* Informazioni sul compito
Puoi trascrivere parola per parola il passo del testo qui sotto, quello sull'organismo descritto come una nazione, che si apre con le parole "Le comunicazioni avvengono" e si chiude con "breccia nelle pareti."?

* Testo fornito
—————
Le acque dei numerosissimi fiumi e canali (i vasi sanguigni) vengono sorvegliate giorno e notte da un poderoso sistema di sicurezza. Ma non è facile mantenere l’ordine in una nazione che ha molti miliardi di abitanti, e altrettanti nemici e clandestini.

Le comunicazioni avvengono attraverso una rete di sottili cavi elettrici, oppure tramite valigette (gli ormoni e molti altri tipi di molecole), che vengono liberate nei corsi d’acqua. Ogni valigetta possiede una serie di codici riservati solo al destinatario, che così è in grado di riconoscerla e prelevarla appena la “incrocia”.

Le valigette possono contenere segnali d’allarme lanciati dalle pattuglie che stanno perlustrando i vari distretti dell’organismo e hanno bisogno di rinforzi. Fra i primi ad accorrere sono, di norma, gli agenti del reparto Mangia-Nemici (i monociti). Grazie alle istruzioni contenute nelle valigette, identificano all’istante il luogo da cui è partito l’allarme ed entrano aprendo una breccia nelle pareti.
—————
* Dati da analizzare

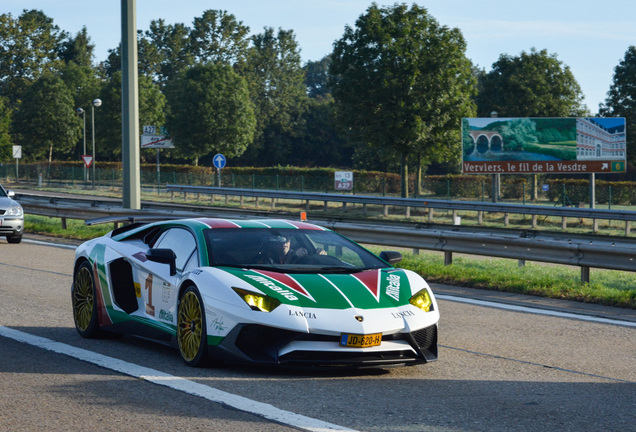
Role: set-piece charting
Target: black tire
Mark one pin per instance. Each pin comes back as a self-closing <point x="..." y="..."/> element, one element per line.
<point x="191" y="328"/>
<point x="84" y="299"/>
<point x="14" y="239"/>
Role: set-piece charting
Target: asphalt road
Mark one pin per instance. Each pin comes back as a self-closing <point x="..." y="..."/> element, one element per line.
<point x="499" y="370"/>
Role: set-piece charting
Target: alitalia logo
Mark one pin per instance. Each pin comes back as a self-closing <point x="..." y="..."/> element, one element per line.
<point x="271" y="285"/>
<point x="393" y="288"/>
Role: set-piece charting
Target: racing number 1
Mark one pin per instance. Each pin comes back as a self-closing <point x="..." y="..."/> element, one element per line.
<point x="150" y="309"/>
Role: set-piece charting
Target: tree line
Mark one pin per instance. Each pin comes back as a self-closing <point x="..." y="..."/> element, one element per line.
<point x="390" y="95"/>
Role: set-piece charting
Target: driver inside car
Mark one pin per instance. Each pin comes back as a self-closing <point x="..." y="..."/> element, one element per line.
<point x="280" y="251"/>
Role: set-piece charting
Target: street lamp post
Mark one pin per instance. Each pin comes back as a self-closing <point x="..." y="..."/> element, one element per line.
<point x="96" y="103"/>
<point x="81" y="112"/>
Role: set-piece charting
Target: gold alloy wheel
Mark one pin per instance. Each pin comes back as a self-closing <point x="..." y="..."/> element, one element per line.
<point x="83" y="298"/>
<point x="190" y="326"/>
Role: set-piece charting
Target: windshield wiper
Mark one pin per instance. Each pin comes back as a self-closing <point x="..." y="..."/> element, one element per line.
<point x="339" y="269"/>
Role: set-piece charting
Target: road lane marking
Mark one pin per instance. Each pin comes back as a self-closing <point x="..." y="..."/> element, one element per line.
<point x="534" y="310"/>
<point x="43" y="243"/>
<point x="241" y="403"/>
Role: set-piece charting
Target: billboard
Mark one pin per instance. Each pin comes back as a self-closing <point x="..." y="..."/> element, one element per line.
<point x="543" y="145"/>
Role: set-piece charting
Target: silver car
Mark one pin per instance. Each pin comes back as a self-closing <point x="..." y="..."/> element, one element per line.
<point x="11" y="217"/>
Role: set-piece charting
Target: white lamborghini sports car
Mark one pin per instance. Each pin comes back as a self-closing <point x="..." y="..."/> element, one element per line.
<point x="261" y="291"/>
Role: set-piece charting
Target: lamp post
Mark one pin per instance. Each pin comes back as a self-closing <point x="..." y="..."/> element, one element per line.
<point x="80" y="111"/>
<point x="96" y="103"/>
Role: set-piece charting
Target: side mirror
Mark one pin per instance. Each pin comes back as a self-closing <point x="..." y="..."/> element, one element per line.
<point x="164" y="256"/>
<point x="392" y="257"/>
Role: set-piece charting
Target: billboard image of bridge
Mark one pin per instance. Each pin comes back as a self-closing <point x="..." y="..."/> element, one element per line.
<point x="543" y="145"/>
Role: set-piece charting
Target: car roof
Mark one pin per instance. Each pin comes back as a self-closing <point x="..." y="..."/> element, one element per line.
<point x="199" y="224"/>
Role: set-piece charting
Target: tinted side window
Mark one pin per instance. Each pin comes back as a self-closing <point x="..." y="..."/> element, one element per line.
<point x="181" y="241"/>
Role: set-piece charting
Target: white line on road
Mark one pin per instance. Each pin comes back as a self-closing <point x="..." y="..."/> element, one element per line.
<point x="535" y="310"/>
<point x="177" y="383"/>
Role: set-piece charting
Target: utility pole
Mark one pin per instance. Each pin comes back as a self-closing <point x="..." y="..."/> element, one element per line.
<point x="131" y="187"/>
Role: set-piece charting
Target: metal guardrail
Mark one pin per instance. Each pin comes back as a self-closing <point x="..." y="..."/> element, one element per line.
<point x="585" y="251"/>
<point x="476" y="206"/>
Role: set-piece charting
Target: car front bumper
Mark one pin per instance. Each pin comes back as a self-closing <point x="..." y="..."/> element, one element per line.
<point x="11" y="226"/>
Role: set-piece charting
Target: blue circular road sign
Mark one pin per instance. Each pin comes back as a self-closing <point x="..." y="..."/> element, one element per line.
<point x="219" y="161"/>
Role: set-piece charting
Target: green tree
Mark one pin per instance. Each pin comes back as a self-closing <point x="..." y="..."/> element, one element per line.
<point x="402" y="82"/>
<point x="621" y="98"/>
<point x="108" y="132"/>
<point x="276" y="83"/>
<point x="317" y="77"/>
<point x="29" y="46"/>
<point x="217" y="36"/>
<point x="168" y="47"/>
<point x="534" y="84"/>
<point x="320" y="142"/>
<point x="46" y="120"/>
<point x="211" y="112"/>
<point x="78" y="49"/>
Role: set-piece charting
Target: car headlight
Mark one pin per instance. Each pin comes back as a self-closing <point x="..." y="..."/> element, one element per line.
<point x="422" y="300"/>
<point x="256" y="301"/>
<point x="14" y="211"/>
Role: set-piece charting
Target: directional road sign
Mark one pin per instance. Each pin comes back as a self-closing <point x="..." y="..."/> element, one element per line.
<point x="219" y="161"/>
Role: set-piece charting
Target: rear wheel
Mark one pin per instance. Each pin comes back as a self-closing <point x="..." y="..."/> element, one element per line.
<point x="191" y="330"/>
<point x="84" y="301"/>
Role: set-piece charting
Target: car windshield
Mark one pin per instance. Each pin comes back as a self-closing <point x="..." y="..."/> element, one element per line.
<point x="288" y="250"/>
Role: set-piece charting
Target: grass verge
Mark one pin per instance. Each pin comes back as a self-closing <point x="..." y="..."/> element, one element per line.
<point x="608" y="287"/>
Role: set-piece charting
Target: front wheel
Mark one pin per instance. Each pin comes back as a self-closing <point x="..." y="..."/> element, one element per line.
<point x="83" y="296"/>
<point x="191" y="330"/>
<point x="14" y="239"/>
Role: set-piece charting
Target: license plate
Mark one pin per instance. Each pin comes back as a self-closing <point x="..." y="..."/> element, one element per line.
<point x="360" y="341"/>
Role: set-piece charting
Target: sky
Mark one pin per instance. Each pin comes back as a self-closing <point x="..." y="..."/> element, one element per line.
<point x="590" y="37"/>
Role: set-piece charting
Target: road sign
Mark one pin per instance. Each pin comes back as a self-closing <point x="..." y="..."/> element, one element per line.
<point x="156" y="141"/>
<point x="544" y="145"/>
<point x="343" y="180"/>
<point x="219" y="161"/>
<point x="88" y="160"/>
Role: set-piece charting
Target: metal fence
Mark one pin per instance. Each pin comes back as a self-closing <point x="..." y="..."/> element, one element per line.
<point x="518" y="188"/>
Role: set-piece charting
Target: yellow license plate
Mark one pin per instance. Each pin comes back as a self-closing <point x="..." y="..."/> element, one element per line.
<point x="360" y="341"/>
—————
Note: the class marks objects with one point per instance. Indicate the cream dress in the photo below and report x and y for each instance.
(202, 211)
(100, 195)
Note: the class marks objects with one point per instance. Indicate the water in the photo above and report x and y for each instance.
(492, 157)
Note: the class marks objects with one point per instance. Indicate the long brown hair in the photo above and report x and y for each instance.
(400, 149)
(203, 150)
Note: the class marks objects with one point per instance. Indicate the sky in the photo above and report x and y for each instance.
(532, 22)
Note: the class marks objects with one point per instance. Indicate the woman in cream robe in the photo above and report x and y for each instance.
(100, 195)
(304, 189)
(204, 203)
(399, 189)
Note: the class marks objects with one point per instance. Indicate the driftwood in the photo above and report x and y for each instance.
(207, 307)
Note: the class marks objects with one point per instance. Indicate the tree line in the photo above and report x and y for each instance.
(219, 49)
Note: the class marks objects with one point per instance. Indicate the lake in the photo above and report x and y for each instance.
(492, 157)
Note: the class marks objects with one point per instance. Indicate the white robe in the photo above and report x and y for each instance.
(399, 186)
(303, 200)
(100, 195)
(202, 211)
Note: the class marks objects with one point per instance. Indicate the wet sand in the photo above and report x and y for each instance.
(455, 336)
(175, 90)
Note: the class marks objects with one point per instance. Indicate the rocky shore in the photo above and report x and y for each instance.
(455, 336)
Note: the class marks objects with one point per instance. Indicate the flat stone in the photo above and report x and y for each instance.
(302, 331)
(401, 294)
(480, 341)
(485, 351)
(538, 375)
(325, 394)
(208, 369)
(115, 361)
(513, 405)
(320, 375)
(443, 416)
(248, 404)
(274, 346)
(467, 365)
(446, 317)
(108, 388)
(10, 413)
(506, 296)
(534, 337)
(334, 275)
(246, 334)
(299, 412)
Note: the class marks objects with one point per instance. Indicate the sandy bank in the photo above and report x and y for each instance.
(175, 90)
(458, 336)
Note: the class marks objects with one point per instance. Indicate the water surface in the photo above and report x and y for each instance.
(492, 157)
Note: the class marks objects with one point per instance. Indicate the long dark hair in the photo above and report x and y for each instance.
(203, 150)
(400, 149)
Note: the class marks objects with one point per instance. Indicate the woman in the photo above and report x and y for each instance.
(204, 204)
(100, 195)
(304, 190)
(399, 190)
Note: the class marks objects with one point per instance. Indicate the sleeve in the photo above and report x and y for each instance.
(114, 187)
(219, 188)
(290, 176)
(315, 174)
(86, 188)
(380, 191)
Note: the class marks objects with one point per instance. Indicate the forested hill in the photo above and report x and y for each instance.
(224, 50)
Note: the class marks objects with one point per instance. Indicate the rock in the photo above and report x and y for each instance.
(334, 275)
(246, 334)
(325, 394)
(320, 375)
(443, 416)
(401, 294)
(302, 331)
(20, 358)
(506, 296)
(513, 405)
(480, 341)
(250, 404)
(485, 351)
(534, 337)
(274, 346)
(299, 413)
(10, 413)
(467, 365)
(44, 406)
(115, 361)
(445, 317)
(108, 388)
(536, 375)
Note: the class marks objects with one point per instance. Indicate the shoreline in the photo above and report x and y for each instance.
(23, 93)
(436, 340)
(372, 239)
—————
* Risposta
Le comunicazioni avvengono attraverso una rete di sottili cavi elettrici, oppure tramite valigette (gli ormoni e molti altri tipi di molecole), che vengono liberate nei corsi d’acqua. Ogni valigetta possiede una serie di codici riservati solo al destinatario, che così è in grado di riconoscerla e prelevarla appena la “incrocia”.

Le valigette possono contenere segnali d’allarme lanciati dalle pattuglie che stanno perlustrando i vari distretti dell’organismo e hanno bisogno di rinforzi. Fra i primi ad accorrere sono, di norma, gli agenti del reparto Mangia-Nemici (i monociti). Grazie alle istruzioni contenute nelle valigette, identificano all’istante il luogo da cui è partito l’allarme ed entrano aprendo una breccia nelle pareti.